══ EXERCISE INPUTS
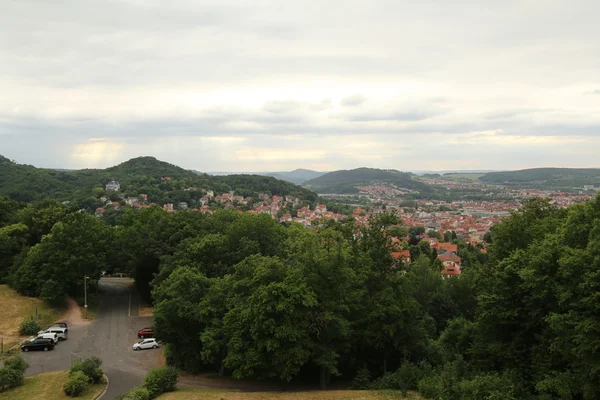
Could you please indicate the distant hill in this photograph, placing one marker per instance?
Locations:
(297, 176)
(545, 177)
(344, 181)
(139, 175)
(25, 182)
════
* **INSTRUCTIONS TO FOLLOW**
Return the data exactly. Do not carry over any images.

* **ANSWER FOR THIS EXERCISE**
Could you please indicate the distant hill in this photograph, placing one marker per instance?
Locations:
(297, 176)
(545, 177)
(344, 181)
(139, 175)
(25, 182)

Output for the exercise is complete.